### [課題]
お墓の改葬トラブルを扱った抜粋文を、途切れたところから書き継いでください。

こんにちは、弁護士の井上真理です。
 弁護士は様々な法律業務を取り扱うことになっていますが、「医療」「交通事故」等の専門分野とは違い、それ以外のいわゆる「一般民事」と言われるジャンルは家庭問題から金銭トラブルなど、極めて幅広いものです。

 先日などは、「お墓」について、あるテレビ局から協力の依頼が当事務所に来ました。お墓と法律問題?と疑問に思われる方も多いかもしれません。
 内容としては、最近、田舎のお墓の面倒を見きれなくなった都会暮らしの人の間で、お墓を引っ越す「改葬」をめぐるトラブルが増えているようだ、という問題意識に基づいたものです。
 平成25年8月の日経新聞夕刊記事にも特集が組まれていたので、このような記事でお墓問題をご存知の方もいるのではないでしょうか。

### [元データ]
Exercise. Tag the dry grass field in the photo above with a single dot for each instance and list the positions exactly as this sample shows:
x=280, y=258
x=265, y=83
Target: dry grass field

### [解答]
 お墓にまつわる法律問題としては、お墓の引っ越しの際のトラブルの他に、特定の仏教の宗派を菩提寺としているお寺に併設するお墓へ、全く別の宗教を信仰しており、お葬式等も別の宗教の形式で行った方のお骨を納めることが出来るのか、というような問題もあります。
 また、亡くなった方の相続などでもめた場合に、お墓の所有権やお墓を守っていく義務と権利(祭祀)は相続問題として考えてよいのか、という問題などもあります。

 世の中のあらゆる出来事は、必ず法律的な側面を持っています。
 お墓の問題ですと、墓地、埋葬に関する法律や各自治体などの行政規則や通達のほか、一般的な民法などが指針となります。
 お暇な方は、民法の897条を調べてみてください。なんと、民法にもしっかりと「墳墓の所有権」なんてものが明記されていたりするんですよ。
 裁判においても、遺骨の所有権などが争われたこともあります(最判平元.7.18等)。民法上相続権の認められない内縁の妻に、祭祀継承者として遺骨の所有権が認められたケースなどもあり、興味深いですね。